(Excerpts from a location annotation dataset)

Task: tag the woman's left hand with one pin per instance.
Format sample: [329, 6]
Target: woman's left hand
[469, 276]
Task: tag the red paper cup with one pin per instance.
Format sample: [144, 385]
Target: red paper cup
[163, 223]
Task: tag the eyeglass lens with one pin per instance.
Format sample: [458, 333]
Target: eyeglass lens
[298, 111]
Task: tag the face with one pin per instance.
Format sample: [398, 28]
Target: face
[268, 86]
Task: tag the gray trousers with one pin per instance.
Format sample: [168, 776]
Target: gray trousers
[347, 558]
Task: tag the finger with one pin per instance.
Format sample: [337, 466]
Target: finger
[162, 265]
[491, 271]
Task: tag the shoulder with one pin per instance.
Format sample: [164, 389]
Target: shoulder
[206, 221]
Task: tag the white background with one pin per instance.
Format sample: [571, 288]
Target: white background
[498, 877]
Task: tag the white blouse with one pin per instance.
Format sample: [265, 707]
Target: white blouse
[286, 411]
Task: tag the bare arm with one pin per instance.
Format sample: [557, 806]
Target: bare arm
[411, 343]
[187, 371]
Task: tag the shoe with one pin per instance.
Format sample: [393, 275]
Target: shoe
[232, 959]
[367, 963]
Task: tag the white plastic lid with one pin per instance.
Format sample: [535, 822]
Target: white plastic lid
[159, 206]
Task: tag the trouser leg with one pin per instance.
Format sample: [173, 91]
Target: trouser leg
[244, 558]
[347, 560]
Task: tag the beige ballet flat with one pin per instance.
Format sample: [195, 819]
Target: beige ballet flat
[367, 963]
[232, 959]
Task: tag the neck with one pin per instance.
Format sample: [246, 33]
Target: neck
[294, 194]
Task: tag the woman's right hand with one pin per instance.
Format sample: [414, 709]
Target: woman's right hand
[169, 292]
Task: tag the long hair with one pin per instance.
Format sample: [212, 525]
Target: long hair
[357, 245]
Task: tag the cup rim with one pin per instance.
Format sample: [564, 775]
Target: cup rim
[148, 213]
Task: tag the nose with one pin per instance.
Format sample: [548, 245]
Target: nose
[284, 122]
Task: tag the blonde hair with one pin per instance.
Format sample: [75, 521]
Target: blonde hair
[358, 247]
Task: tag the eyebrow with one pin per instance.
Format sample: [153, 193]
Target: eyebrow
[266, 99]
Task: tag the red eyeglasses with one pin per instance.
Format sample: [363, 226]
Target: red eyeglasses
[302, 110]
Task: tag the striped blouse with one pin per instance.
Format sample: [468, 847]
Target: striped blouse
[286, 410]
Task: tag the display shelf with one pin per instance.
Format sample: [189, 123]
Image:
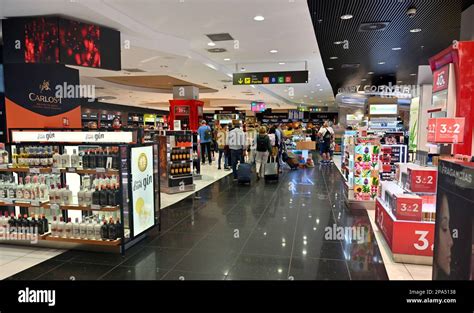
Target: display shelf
[47, 170]
[84, 241]
[24, 204]
[84, 208]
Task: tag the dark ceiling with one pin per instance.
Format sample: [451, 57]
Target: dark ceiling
[439, 21]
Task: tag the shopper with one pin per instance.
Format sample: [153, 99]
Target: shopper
[221, 138]
[264, 148]
[205, 135]
[326, 135]
[251, 143]
[237, 147]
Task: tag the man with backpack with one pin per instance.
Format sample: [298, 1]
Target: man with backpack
[205, 135]
[326, 135]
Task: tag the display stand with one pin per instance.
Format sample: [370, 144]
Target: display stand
[176, 159]
[129, 166]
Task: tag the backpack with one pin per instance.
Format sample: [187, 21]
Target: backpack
[207, 134]
[262, 143]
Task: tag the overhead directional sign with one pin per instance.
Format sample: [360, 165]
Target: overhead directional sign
[271, 78]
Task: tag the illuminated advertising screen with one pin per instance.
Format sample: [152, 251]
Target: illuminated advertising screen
[143, 194]
[258, 106]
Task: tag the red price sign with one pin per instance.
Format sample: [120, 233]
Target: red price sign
[441, 79]
[446, 130]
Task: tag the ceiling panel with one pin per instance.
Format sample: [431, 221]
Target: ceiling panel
[439, 21]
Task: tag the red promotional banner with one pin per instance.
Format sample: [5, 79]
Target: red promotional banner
[441, 79]
[446, 130]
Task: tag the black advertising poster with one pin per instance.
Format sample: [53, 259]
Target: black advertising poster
[270, 78]
[453, 257]
[35, 86]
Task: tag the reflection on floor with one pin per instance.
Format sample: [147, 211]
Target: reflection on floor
[395, 271]
[296, 229]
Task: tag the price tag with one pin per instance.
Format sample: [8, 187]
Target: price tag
[34, 170]
[54, 206]
[95, 207]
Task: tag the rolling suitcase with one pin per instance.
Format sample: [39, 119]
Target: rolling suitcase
[244, 173]
[271, 171]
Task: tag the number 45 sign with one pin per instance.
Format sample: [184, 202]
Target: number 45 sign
[446, 130]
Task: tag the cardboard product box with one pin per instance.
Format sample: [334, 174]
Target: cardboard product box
[422, 179]
[306, 145]
[408, 207]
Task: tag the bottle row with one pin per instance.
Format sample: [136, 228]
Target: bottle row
[25, 225]
[95, 190]
[180, 169]
[91, 229]
[183, 140]
[49, 156]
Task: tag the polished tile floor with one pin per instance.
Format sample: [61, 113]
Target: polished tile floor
[276, 231]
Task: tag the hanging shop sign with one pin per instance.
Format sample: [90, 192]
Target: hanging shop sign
[441, 79]
[270, 78]
[72, 137]
[143, 195]
[446, 130]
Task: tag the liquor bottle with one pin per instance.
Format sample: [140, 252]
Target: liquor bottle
[97, 228]
[61, 228]
[96, 196]
[44, 222]
[56, 159]
[88, 197]
[92, 160]
[76, 231]
[100, 158]
[86, 159]
[54, 227]
[65, 160]
[104, 231]
[68, 228]
[75, 159]
[103, 196]
[119, 229]
[111, 197]
[90, 230]
[112, 230]
[83, 229]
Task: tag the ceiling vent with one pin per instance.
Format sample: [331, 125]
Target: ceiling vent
[217, 50]
[350, 65]
[373, 27]
[220, 37]
[133, 70]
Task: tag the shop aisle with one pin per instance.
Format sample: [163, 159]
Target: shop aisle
[262, 232]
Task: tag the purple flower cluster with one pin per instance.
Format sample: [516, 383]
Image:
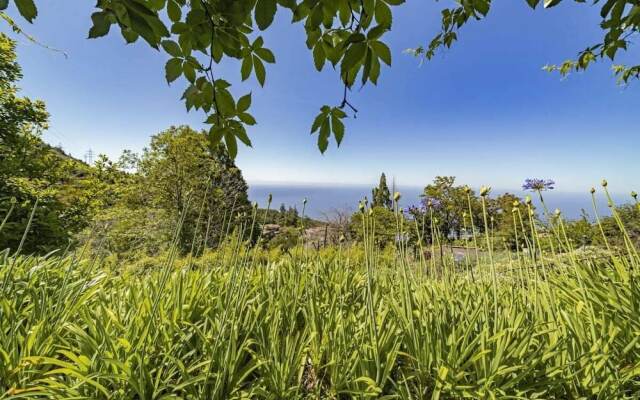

> _Stated problem_:
Pull out every line of the items above that contains the word "plastic".

> _Exercise solution_:
Task: tag the white plastic lid with one pin per instance.
Target: white plastic lid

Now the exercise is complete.